--- Task material ---

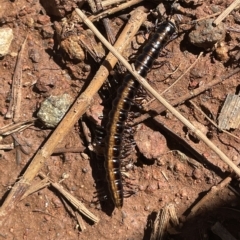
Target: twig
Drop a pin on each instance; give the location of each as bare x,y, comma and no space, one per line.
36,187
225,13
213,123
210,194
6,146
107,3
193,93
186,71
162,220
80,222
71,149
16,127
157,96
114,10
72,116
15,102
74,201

...

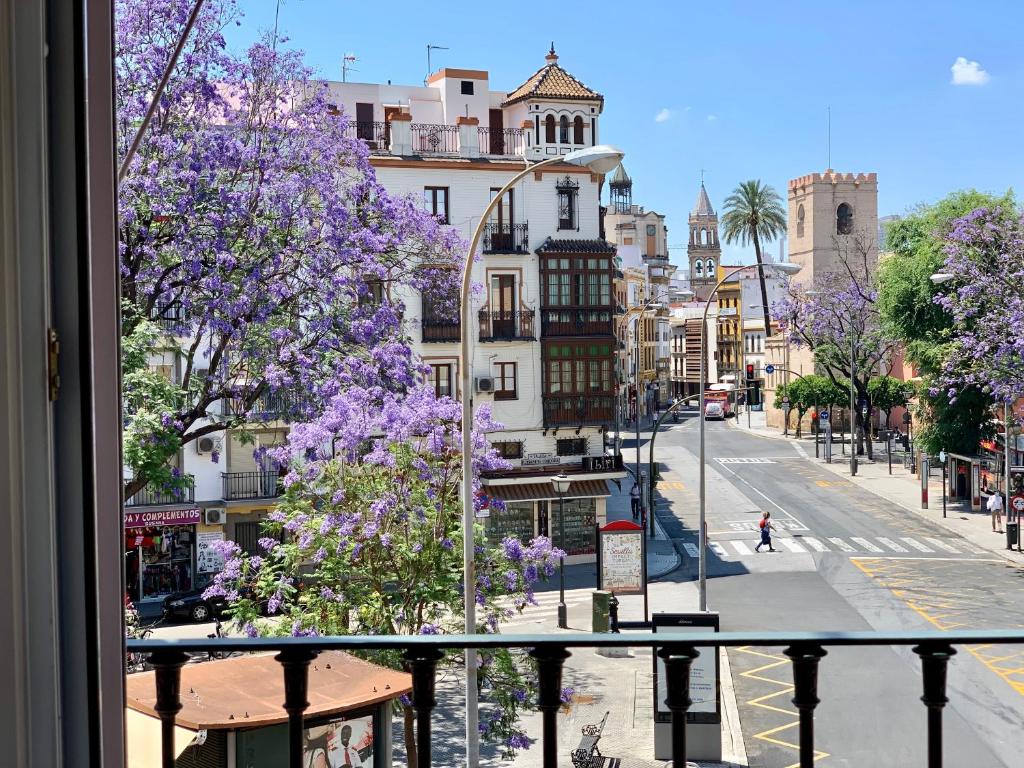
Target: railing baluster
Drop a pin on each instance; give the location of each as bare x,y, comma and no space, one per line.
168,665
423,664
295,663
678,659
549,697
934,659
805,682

==

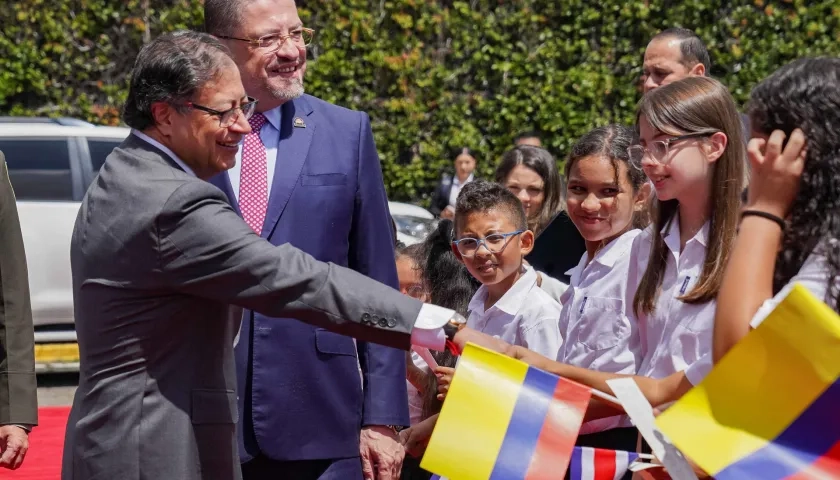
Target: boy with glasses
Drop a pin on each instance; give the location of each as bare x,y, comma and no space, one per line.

--- What is expected ---
Identify every line of the records above that contains the string "Target", and copy each one. Case counts.

--- Finished answer ---
Target: twig
Target: railing baluster
Target: boy with glasses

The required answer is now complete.